BRANO PROPOSTO:
════════════════════

La Via della Seta ed i Porti Italiani

Riprendiamo da Marx21.it e pubblichiamo un’intervista a Ettore Sequi e una nota introduttiva di Francesco Maringiò
da agi.it

Negli scorsi giorni l’Ambasciatore italiano in Cina, Ettore Sequi, ha rilasciato una intervista all’Agi in cui spiegava le opportunità per l’Italia del progetto cinese One Belt One Road, comunemente ribattezzato Nuova Via della Seta.

Nel riproporre questa intervista ai lettori di Marx21.it, abbiamo chiesto a Francesco Maringiò un breve commento che vi presentiamo.

Le parole del nostro Ambasciatore a Pechino sono molto interessanti. Innanzi tutto perché confermano “l’ingresso a pieno titolo dell’Italia nell’iniziativa”, come ripetuto anche dall’Ambasciatore cinese, Li Ruiyu, che ha affermato come “le autorità e le aziende cinesi hanno già preso contatti con i porti di Trieste, Genova e Venezia per sviluppare nuove opportunità di cooperazione”.

E questo è molto importante. L’Italia è stata vista, a lungo, come un paese incerto rispetto al progetto della nuova Via della Seta, spesso oggetto di interesse e discussione nella business community o promossa grazie all’attivismo delle realtà locali (pubbliche e private), che non dal dibattito politico, dove è stato pressoché assente.

════════════════════

[Voci archiviate]
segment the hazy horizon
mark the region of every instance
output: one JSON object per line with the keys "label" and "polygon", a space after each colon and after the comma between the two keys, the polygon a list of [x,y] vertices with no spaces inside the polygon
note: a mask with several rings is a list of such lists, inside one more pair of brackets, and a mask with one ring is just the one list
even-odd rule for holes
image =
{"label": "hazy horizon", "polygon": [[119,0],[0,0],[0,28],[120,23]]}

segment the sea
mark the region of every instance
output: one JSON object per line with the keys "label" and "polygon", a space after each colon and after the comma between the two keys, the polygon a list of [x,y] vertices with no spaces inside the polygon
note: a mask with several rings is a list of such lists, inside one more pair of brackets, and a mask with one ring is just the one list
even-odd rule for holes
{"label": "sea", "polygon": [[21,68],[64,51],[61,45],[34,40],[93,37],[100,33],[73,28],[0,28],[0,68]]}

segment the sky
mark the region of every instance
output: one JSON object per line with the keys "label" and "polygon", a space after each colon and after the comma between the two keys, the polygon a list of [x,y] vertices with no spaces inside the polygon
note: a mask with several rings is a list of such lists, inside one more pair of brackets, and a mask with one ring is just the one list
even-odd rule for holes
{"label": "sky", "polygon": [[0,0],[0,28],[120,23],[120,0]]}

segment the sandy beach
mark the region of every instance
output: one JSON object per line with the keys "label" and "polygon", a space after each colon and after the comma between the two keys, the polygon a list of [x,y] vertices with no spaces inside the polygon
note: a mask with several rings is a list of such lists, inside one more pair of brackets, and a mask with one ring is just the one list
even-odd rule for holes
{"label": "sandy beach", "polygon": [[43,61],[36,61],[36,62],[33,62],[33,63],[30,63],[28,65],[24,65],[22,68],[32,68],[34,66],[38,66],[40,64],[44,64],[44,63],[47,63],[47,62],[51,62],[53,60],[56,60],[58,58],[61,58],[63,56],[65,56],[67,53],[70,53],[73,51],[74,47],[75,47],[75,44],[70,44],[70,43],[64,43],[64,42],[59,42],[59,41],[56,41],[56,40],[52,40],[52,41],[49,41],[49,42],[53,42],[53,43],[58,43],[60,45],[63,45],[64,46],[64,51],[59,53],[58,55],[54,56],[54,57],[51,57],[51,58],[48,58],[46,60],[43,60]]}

════════════════════

ISTRUZIONI:
1. Secondo il brano sulla Via della Seta, con quali porti italiani hanno già preso contatti le autorità e le aziende cinesi?
2. Ripeti dal brano sulla Via della Seta il passo che va da "Negli scorsi giorni" a "Via della Seta.", senza cambiare nulla.
3. Prosegui il brano sulla Via della Seta a partire dalla sua ultima frase.

RISPOSTE:
1. Con i porti di Trieste, Genova e Venezia.

2.
Negli scorsi giorni l’Ambasciatore italiano in Cina, Ettore Sequi, ha rilasciato una intervista all’Agi in cui spiegava le opportunità per l’Italia del progetto cinese One Belt One Road, comunemente ribattezzato Nuova Via della Seta.

3.
In secondo luogo l’Ambasciatore nel corso della sua intervista ha illustrato i punti di forza del Belt and Road cinese lungo la sua rotta artica, aerea, ma soprattutto terrestre e marittima ed ha collocato l’Italia come hub logistico nel Mediterraneo per intercettare i crescenti volumi di merci movimentati dai portacontainer. Inoltre, egli ha legato la posizione geostrategica del nostro paese alla possibilità di utilizzare la leva economica e del commercio per la stabilizzazione di aree affacciate sulla sponda sud del Mediterraneo, mostrando in questo lungimiranza e proiezione strategica.

Le parole dell’Ambasciatore sono pertanto un segnale molto importante che marca la giusta direzione che il paese dovrebbe prendere nelle sue decisioni strategiche in materia di politica estera ed economica.

Rimane tuttavia più di qualche interrogativo sulla linea assunta dal Governo in tutta questa partita. I porti “scelti”, infatti sono tutti collocati nel nord del Paese: Venezia è molto attiva – e fa bene –  nella promozione del porto offshore, che tuttavia deve essere costruito mentre i commerci sono già iniziati; Trieste e Genova hanno alcuni problemi logistici (risolvibili con investimenti) ma soprattutto il primo, per la sua condizione di extraterritorialità doganale e collegamento ferroviario con l’Europa centrale ed orientale ne fa un porto in grado di servire il resto del continente più che il nostro paese.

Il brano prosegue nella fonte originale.